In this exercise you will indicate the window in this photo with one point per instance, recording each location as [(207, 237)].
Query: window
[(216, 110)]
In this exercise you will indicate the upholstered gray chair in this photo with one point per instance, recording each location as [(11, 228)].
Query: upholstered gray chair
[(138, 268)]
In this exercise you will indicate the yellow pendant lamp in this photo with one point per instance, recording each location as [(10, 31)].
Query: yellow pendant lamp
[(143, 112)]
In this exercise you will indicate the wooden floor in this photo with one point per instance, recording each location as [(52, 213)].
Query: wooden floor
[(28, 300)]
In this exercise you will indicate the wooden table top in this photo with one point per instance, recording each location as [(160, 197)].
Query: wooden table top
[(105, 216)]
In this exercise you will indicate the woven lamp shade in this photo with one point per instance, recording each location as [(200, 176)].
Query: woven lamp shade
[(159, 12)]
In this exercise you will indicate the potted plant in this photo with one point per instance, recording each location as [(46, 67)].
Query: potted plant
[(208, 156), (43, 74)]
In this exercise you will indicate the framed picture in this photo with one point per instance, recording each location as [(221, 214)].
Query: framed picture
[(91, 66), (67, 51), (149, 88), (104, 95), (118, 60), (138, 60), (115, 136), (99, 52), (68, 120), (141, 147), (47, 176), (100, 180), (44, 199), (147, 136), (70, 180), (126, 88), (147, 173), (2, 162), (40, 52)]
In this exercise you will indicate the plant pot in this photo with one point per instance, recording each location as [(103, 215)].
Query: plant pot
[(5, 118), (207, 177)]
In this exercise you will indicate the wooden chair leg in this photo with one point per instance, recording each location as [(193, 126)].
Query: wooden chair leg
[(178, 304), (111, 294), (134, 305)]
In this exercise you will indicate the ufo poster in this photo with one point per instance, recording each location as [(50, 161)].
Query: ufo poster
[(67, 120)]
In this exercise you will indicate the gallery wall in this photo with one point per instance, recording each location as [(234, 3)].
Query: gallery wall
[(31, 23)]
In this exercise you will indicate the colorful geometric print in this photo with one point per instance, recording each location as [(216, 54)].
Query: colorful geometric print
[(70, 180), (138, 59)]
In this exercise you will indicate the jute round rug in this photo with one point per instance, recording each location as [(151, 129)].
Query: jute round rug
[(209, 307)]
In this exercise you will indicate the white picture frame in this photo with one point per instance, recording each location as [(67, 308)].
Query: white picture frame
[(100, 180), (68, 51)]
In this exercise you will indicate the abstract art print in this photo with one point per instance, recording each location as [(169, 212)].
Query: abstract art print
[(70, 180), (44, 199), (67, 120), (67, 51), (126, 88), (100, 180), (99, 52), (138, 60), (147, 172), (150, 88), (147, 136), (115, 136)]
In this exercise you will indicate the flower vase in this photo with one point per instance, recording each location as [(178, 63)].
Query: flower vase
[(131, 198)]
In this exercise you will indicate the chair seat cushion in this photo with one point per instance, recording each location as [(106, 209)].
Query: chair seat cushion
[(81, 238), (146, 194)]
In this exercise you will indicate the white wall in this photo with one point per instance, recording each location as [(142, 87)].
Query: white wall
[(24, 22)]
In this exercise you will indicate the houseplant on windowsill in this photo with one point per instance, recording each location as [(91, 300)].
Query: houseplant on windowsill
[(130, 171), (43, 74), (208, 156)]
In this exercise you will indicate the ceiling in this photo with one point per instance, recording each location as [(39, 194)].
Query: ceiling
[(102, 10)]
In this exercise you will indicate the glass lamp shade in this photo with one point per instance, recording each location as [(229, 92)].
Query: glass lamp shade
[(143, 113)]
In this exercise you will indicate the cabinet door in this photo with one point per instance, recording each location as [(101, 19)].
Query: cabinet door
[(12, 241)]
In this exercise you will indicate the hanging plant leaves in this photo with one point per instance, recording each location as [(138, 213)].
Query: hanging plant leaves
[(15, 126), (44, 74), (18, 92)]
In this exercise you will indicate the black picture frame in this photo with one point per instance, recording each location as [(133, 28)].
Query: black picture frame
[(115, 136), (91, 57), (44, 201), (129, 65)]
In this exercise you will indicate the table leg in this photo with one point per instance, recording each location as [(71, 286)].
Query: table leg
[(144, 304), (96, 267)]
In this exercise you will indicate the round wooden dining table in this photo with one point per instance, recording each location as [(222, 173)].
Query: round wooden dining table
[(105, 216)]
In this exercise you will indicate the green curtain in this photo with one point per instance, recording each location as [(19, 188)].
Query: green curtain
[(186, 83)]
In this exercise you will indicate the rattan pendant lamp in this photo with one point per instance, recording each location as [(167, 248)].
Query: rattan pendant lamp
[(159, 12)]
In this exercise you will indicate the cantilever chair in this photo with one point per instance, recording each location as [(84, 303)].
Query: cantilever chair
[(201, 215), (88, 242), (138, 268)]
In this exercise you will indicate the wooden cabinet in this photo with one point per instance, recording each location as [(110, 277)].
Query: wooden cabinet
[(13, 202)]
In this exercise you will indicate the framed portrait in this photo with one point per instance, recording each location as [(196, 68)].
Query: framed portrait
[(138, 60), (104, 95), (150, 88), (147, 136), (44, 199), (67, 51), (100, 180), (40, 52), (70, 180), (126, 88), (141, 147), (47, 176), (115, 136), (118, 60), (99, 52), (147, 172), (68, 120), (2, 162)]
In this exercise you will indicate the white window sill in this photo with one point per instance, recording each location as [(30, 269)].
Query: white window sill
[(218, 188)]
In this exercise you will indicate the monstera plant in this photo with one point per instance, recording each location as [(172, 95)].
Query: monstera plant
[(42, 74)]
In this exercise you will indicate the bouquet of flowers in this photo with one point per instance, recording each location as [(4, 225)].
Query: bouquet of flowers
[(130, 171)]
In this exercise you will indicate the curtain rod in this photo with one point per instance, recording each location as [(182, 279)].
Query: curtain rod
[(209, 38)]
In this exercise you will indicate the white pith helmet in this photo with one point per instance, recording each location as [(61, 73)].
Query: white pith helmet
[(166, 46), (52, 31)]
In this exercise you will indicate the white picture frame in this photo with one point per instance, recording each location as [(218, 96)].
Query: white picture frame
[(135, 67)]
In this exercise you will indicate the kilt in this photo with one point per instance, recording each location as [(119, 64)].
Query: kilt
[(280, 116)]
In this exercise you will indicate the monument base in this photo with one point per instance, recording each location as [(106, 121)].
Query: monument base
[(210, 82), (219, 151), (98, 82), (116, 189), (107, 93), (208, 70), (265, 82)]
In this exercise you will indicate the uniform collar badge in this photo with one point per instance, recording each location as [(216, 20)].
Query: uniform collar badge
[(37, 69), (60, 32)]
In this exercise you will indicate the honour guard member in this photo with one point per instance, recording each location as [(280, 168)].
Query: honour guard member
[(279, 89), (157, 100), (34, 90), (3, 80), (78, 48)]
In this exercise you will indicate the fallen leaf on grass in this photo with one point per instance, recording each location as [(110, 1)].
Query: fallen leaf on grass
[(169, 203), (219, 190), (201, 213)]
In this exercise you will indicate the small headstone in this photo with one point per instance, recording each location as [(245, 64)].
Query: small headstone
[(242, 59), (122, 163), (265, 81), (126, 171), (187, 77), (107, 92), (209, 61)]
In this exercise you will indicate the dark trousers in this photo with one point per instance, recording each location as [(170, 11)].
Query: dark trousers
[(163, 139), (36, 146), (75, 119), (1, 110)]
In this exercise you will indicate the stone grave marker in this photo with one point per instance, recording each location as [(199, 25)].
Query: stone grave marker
* * * * * * * * *
> [Problem statement] Rewrite all the records above, substituting "a single point for each instance" for every occurrence of "one point per instance" and leaving everything else unchanged.

> [Complete answer]
In this exercise you will indicate the window in this photo with a single point for each instance, recording each location as [(207, 237)].
Query: window
[(216, 110)]
In this exercise you will indicate the upholstered gray chair in this photo with a single point for each instance, recording each location as [(11, 228)].
Query: upholstered gray chair
[(138, 268)]
In this exercise you will indicate the yellow pendant lamp in this photo with a single point for each instance, recording each location as [(10, 31)].
Query: yellow pendant lamp
[(143, 112)]
In this exercise you will indicate the wooden floor in this photo with a single point for each instance, recording each location as [(52, 213)].
Query: wooden floor
[(28, 300)]
In this exercise you will indicate the wooden table top in this photo with a single point for each instance, recording each location as [(160, 197)].
Query: wooden table top
[(105, 216)]
In this exercise you will indicate the woven lamp shade in this photo with a single point for each instance, recording each location as [(200, 176)].
Query: woven lamp shade
[(159, 12)]
In this exercise you will indicate the potted plant in this photo with a single point for each instance, recording each location as [(46, 67)].
Query: potted plant
[(208, 156), (43, 74)]
In this exercise you will indicate the framed picture in this photo with a single point for each instance, recording each location as [(221, 214)].
Query: framed picture
[(91, 66), (67, 51), (149, 88), (104, 95), (118, 60), (138, 60), (115, 136), (99, 52), (68, 120), (141, 147), (47, 176), (100, 180), (44, 199), (147, 136), (70, 180), (126, 88), (147, 173), (2, 162), (40, 52)]
In this exercise you will indicate the plant pot in this photo with a single point for each instance, recording each location as [(103, 215)].
Query: plant pot
[(5, 118), (207, 177)]
In this exercise you will indicate the wooden chair leg in this photo with a single point for each instance, recording each location as [(193, 126)].
Query: wooden chair leg
[(178, 304), (111, 294), (134, 305)]
In this exercise you will indicate the ufo poster in this photo with a single point for each instance, recording each location as [(50, 161)].
Query: ufo poster
[(67, 120)]
In this exercise you will indicate the gallery wall in this photo with a single point for each instance, recording each location as [(234, 3)].
Query: gallery wall
[(31, 23)]
In this exercise you will indicate the colorful geometric print in this photo with a single point for each instance, recording each location as [(216, 54)].
Query: colorful geometric print
[(70, 180), (138, 59)]
In this exercise you will indicate the jute round rug in this photo with a single point for each instance, recording each location as [(151, 129)].
Query: jute round rug
[(209, 307)]
In this exercise you will indicate the white picture frame in this photo with a single point for each instance, recording each location as [(67, 308)].
Query: white picture frame
[(100, 180), (68, 51)]
In this exercise you will indicate the abstract art print in this photo with a single point for each instance, recording each location as [(169, 212)].
Query: abstract art print
[(70, 180), (44, 199), (67, 120), (67, 51), (126, 88), (100, 180), (99, 52), (138, 60), (147, 172), (150, 88), (147, 136), (115, 136)]
In this exercise you will indicate the flower vase in this photo with a single point for each instance, recording each location as [(178, 63)].
Query: flower vase
[(131, 198)]
In this exercise you will indicate the chair seat cushion in this photo with a single point for each instance, recording each location as [(106, 209)].
Query: chair seat cushion
[(81, 238), (146, 194)]
In this exercise you will indicate the white wall in this photo with a single point for each instance, recording each location as [(142, 87)].
Query: white wall
[(24, 22)]
In this exercise you will indicate the houseplant on windowsill in this photo with a single point for each instance, recording each location as [(91, 300)].
Query: houseplant on windowsill
[(130, 171), (43, 74), (208, 156)]
In this exercise you will indicate the ceiling in this photo with a single point for each instance, recording each location as [(39, 194)].
Query: ceiling
[(102, 10)]
In this exercise you will indicate the glass lamp shade in this photo with a single point for each instance, recording each location as [(229, 92)].
Query: glass lamp shade
[(143, 113)]
In this exercise you will indicate the cabinet door in this photo with a single point for each instance, recording each location as [(101, 19)].
Query: cabinet door
[(12, 241)]
In this exercise you will indicate the hanging plant leaves in this photo with a single point for each instance, recording each location as [(138, 213)].
Query: hanging plant leaves
[(15, 126), (44, 74), (18, 92)]
In this exercise you will indicate the black picture frame in this photo with a single point for each instance, recording each location as [(133, 28)].
Query: black picture frame
[(115, 136), (91, 57), (44, 201), (129, 65)]
In this exercise you will indicate the table leg in this photo with a single point for each instance, recording each location as [(71, 286)].
Query: table leg
[(144, 304), (96, 267)]
In this exercise you will indicate the round wooden dining table in this photo with a single point for each instance, recording each location as [(222, 173)].
Query: round wooden dining table
[(105, 216)]
In this exercise you will indicate the green curtain in this photo with a single point for each instance, recording each location as [(19, 188)].
Query: green curtain
[(186, 83)]
In this exercise you will indicate the rattan pendant lamp in this photo with a single point for each instance, recording each location as [(167, 248)].
Query: rattan pendant lamp
[(159, 12)]
In this exercise you will indicate the cantilever chair in this photo with a single point for each instance, recording each location as [(84, 303)].
Query: cantilever chair
[(201, 215), (88, 242), (138, 268)]
In this exercise you will indicate the wooden cabinet in this photo with a single point for each instance, recording each location as [(110, 277)].
Query: wooden cabinet
[(13, 202)]
In this exercise you will indicate the framed portrait in this photo with a single point for each instance, recording each location as [(196, 68)].
Query: framed portrait
[(138, 60), (104, 95), (150, 88), (147, 136), (44, 199), (67, 51), (100, 180), (40, 52), (70, 180), (126, 88), (141, 147), (47, 176), (115, 136), (118, 60), (99, 52), (147, 172), (68, 120), (2, 162)]
In this exercise you will indicate the white window sill in this photo with a single point for each instance, recording each location as [(30, 269)].
Query: white window sill
[(218, 188)]
In this exercise you will indicate the monstera plant in this photo with a single point for each instance, recording each location as [(172, 95)].
Query: monstera plant
[(42, 74)]
In this exercise you will indicate the bouquet of flowers in this photo with a single point for each instance, recording each location as [(4, 225)].
Query: bouquet of flowers
[(130, 171)]
In this exercise you will indicate the curtain rod in this photo with a single point for each instance, recording each location as [(182, 279)].
Query: curtain rod
[(209, 38)]
In this exercise you will indicate the white pith helmet in this photo with a single point for each instance, recording each location as [(61, 73)].
Query: white pith helmet
[(166, 46), (52, 31)]
In this exercise you will indicate the white picture frame in this photo with a single point for each instance, recording each location as [(218, 96)].
Query: white picture frame
[(135, 67)]
In this exercise you will indicate the kilt in this photo with a single point for each instance, recording each location as [(119, 64)].
Query: kilt
[(280, 116)]
In this exercise you will indicate the monument base in this photo with a single point for each instance, recording each location as [(106, 121)].
Query: monument base
[(210, 82), (219, 151), (98, 82), (116, 189), (107, 93), (208, 70), (265, 82)]
In this exercise you will indicate the uniform collar badge in this photo with a single point for each instance, recording each location as [(216, 20)].
Query: uniform collar badge
[(37, 69), (60, 32)]
In this exercise you will indicate the honour guard member in this photo with a single point for each instance, recording each location as [(280, 168)].
Query: honour guard member
[(279, 89), (157, 100), (34, 90), (3, 80), (78, 48)]
In this exercise you will indicate the fallen leaf on grass in this photo with a single point for each instance, recording each location as [(110, 1)].
Query: fallen leaf on grass
[(169, 203), (219, 190), (201, 213)]
In this exercise you will indicate the small headstone in this photo with a single point for each instance, recording each location as [(245, 64)].
Query: small headstone
[(242, 59), (122, 163), (265, 81), (126, 171), (187, 77), (107, 92), (209, 61)]
In this exercise you will indicate the dark trousers in this photo with a single point for each instance, recording each location as [(170, 11)].
Query: dark trousers
[(163, 139), (36, 146), (75, 119), (1, 110)]
In this exercise you will indicate the stone grave marker in this photo with a single point for each instance, recording each location as [(199, 25)].
Query: stone grave marker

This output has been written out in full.